- _ACTIVITY_
Please give an exact copy of every line from the one holding "Expected: one marker per instance of the fir" through the final line of the records below.

Natural-language object grounding data:
□ □ □ □ □ □ □
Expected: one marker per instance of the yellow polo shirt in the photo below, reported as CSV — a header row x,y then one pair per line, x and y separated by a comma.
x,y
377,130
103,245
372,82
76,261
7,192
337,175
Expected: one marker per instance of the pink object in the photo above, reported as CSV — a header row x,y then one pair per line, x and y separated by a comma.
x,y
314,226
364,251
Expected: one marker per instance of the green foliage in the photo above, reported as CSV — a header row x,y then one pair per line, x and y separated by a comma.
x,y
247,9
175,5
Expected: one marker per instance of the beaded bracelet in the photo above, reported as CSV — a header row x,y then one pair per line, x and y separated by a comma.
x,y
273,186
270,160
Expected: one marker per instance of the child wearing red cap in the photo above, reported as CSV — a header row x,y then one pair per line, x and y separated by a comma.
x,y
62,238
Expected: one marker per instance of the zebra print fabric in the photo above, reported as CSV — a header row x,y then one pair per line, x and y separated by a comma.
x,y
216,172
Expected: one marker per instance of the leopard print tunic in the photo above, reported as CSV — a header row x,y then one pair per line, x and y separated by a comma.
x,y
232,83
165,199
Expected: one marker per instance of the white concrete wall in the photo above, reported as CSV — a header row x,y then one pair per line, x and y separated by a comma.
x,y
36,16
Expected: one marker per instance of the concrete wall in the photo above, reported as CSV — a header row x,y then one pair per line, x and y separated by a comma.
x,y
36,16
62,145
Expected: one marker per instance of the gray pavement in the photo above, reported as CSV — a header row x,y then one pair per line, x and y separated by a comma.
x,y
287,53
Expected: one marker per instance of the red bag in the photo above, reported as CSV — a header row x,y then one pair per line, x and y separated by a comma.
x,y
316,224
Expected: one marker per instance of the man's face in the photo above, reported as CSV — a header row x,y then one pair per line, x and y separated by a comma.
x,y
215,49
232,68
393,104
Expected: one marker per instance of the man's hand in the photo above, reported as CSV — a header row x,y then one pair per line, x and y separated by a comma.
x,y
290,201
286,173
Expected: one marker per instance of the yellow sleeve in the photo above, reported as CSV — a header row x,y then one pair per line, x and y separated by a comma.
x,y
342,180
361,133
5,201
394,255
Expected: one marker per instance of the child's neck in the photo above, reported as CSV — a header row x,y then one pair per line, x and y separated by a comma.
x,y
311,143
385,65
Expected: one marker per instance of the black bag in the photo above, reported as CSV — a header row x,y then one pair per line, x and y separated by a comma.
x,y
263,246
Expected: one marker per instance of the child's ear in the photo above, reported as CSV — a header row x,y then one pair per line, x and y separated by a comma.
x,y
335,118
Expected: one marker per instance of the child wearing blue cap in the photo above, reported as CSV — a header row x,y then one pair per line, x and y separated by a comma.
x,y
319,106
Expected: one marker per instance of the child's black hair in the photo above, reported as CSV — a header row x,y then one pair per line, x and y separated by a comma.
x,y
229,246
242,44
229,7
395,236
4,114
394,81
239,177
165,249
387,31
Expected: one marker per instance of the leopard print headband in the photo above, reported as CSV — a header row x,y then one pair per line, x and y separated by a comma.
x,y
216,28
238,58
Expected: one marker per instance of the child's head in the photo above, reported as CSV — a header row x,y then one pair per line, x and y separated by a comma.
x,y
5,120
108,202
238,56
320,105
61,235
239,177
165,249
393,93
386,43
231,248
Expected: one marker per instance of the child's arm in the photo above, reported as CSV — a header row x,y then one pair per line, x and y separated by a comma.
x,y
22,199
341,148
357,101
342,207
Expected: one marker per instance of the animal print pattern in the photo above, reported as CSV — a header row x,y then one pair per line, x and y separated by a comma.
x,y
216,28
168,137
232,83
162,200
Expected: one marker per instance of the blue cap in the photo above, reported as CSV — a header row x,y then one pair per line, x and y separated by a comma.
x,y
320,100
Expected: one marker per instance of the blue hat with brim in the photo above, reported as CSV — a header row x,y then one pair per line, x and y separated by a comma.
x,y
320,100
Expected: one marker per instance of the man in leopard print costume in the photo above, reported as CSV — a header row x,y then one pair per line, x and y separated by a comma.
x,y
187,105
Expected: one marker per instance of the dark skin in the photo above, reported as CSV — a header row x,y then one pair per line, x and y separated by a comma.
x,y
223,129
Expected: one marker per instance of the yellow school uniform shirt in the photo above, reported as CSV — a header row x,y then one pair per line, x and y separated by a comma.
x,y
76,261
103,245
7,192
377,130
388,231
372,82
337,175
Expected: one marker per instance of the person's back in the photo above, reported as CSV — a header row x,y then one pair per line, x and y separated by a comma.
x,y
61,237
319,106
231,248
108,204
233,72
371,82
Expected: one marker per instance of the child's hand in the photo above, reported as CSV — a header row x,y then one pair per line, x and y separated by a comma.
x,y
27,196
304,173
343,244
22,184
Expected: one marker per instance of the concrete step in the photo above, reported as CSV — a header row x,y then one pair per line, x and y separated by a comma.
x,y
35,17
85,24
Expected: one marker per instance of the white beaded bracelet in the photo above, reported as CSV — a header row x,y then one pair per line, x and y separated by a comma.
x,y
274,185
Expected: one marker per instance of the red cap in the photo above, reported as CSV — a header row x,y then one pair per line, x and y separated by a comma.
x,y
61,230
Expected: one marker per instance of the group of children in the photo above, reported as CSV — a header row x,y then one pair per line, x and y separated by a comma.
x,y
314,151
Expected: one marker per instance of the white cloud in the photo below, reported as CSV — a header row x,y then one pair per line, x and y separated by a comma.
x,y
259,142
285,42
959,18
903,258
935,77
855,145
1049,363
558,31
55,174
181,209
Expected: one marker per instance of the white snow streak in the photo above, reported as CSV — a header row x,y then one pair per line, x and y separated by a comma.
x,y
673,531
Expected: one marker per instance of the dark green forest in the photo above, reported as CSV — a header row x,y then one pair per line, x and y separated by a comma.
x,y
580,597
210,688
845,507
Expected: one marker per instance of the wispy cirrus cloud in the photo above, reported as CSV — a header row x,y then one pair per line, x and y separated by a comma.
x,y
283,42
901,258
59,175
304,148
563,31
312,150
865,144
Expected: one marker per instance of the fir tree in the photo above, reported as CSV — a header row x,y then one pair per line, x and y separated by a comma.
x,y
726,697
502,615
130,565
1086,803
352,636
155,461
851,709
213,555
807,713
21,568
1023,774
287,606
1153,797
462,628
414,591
□ □ □ □ □ □ □
- _EXERCISE RESPONSE_
Expected: one marker per instance of the fir tree in the photo above, reported as CSV — a header row x,y then one pair per line, x and y separated by a comma.
x,y
726,697
502,615
130,565
1086,803
352,636
155,461
851,709
213,555
807,713
21,568
1023,774
287,606
1153,797
462,628
414,591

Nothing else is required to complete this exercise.